Source data:

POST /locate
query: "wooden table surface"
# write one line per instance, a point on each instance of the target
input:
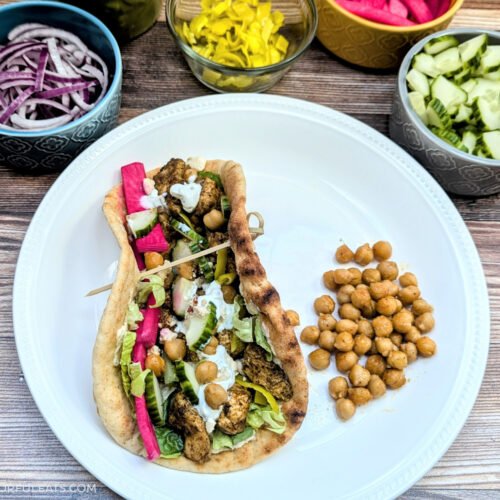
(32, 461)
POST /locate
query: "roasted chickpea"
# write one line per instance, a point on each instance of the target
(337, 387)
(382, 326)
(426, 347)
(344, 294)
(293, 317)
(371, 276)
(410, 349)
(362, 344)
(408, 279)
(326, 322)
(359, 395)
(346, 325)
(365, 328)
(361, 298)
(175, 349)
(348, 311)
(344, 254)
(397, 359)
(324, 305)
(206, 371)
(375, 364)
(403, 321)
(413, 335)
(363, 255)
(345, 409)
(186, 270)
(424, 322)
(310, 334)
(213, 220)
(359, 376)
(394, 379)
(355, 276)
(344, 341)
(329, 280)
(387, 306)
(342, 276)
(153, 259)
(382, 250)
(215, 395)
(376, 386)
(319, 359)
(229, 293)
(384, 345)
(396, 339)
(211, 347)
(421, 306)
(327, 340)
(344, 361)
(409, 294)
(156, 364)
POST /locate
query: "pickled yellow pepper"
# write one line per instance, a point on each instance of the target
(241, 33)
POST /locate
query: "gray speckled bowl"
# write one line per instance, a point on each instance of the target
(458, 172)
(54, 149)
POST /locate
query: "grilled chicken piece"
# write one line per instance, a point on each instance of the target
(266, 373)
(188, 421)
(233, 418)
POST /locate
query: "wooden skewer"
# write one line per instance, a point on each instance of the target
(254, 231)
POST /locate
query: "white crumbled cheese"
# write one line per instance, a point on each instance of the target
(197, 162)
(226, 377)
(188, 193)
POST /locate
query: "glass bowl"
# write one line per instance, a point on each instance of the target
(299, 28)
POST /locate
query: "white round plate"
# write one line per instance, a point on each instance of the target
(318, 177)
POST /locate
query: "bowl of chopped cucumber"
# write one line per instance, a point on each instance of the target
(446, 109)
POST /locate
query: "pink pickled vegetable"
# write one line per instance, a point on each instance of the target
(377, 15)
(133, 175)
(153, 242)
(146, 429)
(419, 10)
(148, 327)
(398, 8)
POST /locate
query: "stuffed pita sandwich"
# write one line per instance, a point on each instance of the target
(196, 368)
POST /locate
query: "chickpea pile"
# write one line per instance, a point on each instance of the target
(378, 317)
* * *
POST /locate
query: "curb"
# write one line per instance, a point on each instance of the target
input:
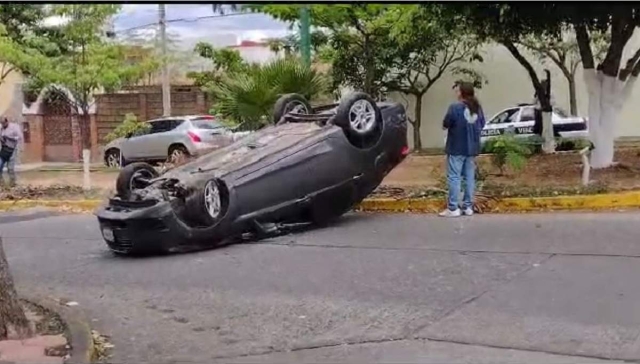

Task to complete: Count the lines in the records above that contain the word "white". Reply with the number only.

Solution to this exercise: 2